__Given exercise__
Please reproduce all of the lines below word for word, leaving out the pictures.

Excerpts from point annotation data
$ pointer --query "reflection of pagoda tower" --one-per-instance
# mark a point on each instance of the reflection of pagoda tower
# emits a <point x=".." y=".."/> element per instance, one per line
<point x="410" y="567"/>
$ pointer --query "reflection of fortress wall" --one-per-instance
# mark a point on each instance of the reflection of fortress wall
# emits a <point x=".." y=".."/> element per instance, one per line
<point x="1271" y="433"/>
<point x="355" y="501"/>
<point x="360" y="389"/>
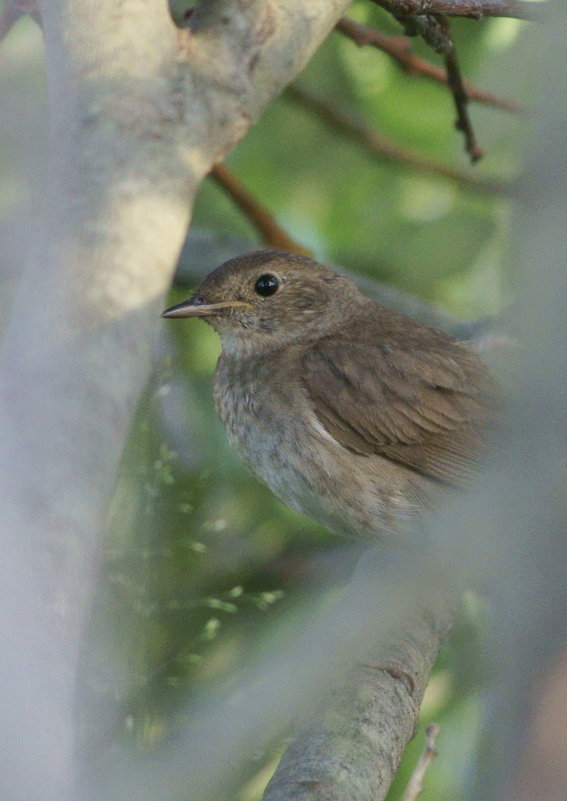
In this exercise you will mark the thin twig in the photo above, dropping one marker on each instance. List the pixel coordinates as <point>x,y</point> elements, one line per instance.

__Full solution__
$ pointer --query "reflection of pagoda tower" --one-per-instance
# mark a point on each instance of the reflection of pagoda tower
# emits a <point x=".." y=".."/> element per instance, one per line
<point x="410" y="567"/>
$ pointer --query "reflection of fortress wall" --one-per-instance
# mark a point on each instance of the reflection of fortress wall
# emits a <point x=".." y=".."/> element per instance, one per line
<point x="1271" y="433"/>
<point x="355" y="501"/>
<point x="360" y="389"/>
In this exercise you will mark the thin twig in the photo above, dropping one marker on each instance. List the pixel coordinates as <point>x,y</point> elements, one line per instance.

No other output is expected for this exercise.